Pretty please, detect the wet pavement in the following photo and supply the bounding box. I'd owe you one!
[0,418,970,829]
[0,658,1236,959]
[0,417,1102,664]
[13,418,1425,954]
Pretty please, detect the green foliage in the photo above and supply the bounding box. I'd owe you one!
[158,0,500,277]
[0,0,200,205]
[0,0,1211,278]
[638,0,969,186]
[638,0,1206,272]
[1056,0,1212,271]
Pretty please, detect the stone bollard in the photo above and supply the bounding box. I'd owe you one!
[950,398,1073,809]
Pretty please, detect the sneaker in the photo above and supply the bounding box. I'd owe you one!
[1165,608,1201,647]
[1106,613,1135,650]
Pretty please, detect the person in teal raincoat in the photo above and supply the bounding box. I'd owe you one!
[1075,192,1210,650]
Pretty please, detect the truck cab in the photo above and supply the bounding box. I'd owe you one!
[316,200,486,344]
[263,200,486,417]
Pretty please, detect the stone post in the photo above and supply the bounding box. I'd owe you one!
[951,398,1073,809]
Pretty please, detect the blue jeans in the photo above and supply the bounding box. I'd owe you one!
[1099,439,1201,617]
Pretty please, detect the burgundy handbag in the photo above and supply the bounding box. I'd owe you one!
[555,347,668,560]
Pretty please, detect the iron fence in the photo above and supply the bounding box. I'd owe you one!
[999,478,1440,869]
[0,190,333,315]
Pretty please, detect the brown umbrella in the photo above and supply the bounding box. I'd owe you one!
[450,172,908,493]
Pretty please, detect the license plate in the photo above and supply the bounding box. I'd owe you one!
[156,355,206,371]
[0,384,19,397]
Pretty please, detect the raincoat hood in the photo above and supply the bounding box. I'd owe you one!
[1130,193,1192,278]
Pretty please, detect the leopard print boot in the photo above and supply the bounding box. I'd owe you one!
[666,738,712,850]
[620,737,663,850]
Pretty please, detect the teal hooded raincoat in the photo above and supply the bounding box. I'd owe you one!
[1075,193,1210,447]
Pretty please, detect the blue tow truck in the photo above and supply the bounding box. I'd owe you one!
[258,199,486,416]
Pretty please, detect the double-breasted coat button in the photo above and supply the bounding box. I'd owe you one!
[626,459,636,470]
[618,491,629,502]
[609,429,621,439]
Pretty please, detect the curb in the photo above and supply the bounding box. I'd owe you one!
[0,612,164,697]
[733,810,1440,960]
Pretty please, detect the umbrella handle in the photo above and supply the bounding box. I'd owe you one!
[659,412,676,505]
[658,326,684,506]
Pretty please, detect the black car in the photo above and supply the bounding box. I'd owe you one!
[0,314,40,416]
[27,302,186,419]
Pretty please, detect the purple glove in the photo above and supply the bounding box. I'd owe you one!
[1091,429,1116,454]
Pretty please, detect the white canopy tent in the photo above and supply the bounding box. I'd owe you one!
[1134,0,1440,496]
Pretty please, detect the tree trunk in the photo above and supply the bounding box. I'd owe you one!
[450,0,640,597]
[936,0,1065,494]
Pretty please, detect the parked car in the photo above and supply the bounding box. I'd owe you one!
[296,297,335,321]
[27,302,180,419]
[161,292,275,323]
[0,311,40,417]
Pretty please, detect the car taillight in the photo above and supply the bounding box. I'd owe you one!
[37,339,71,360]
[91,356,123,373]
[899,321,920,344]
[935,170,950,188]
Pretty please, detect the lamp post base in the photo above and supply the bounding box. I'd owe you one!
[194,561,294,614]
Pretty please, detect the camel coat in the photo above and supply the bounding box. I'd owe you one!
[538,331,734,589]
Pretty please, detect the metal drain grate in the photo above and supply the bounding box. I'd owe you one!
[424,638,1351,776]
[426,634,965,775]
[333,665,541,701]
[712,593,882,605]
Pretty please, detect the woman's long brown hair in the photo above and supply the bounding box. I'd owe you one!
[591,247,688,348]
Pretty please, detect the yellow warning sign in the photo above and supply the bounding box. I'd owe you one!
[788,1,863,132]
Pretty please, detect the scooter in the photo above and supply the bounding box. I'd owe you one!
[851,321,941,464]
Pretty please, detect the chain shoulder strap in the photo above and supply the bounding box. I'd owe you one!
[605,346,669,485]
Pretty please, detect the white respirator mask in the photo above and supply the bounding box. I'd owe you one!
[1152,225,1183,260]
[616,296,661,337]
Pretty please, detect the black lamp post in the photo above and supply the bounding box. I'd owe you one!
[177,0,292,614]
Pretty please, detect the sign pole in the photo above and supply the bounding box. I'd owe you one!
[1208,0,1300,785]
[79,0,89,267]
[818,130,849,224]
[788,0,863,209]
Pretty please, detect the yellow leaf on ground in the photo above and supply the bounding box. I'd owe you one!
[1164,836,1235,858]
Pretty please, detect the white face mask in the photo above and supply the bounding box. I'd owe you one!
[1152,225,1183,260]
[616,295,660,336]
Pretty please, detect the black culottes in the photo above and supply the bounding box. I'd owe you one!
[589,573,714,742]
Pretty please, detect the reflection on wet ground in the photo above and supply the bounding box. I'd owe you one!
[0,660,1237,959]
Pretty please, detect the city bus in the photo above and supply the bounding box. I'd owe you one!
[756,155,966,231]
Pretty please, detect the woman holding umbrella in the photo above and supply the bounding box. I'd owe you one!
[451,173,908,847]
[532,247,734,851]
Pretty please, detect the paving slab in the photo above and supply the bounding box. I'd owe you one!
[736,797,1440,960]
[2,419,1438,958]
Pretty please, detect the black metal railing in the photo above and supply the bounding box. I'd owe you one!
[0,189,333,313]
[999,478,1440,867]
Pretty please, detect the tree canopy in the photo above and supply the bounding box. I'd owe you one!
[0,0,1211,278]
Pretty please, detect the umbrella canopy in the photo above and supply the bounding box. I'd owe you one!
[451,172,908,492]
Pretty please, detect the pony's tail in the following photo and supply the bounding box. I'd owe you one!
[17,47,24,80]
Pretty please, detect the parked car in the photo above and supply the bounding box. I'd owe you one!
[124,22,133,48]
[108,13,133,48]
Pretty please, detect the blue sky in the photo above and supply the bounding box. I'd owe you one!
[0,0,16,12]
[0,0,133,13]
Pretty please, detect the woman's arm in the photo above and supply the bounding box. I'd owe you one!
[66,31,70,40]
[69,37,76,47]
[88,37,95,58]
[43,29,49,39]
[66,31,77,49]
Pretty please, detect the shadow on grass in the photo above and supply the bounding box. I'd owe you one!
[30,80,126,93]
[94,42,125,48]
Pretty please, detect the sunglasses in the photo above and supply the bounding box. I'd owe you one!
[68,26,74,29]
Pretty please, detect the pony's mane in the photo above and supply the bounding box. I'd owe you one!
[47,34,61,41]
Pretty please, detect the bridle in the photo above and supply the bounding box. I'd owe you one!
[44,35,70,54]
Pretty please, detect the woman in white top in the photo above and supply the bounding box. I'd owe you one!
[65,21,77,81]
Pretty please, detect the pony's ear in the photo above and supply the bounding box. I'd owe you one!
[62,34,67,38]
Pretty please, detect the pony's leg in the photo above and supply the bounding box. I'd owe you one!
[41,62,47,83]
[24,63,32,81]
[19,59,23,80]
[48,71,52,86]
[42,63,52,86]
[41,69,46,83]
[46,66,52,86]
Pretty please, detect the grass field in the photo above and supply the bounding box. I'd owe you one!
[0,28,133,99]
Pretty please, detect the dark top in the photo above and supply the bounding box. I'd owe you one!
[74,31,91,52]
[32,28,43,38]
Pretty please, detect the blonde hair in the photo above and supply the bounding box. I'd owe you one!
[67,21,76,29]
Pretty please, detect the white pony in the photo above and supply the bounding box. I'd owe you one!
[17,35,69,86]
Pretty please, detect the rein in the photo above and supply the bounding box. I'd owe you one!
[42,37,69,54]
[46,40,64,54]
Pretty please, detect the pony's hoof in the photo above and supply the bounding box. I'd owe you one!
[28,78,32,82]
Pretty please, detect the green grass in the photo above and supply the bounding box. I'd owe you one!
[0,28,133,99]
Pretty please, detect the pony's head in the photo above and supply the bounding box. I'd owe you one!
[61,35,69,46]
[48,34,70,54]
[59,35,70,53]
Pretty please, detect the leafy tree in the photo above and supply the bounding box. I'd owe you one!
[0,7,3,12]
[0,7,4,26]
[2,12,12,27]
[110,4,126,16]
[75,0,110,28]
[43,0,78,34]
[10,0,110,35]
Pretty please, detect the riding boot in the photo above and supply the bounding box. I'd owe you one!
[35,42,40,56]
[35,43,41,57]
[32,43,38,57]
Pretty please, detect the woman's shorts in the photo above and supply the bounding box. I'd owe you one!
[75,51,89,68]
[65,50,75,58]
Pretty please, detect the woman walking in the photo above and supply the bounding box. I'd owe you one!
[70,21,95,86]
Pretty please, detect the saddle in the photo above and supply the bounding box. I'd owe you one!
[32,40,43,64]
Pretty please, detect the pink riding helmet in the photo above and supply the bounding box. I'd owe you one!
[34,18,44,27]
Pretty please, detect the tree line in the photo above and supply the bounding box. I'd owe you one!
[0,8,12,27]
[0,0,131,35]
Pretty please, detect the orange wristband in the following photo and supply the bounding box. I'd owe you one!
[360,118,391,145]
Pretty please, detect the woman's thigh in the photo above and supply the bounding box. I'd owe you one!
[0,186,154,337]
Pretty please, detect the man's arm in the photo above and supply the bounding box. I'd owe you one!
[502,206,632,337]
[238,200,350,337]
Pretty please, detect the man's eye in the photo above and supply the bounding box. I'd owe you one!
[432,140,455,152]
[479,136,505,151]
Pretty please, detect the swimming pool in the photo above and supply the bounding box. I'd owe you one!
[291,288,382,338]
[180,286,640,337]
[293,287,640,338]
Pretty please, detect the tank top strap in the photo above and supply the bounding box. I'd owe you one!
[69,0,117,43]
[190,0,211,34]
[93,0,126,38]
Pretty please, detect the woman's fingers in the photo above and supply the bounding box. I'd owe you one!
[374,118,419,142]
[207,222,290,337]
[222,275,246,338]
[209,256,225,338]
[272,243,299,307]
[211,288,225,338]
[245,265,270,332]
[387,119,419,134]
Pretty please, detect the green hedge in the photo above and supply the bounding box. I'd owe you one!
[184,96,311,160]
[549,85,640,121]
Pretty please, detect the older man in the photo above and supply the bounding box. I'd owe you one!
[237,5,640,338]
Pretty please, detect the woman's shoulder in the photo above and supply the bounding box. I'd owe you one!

◆ ◆ ◆ ◆ ◆ ◆ ◆

▸ **TASK GOAL**
Output must be limited to the lines beginning with the one that contains "Pretty please, detect the green hedge" and ending with the last line of the entries, reproduced exactly.

▸ **SOLUTION FOR THIS EXERCISE**
Pretty please, detect the green hedge in the photo above and supply the bounding box. I'd owe you one!
[184,96,311,160]
[549,85,640,121]
Pretty please, detect the older man in the photo above and supply the bounding box. I'd owe you one!
[237,5,640,338]
Pretty please, detect the woman's shoulder in the photo above and supply the bounding box. I'd owe you one!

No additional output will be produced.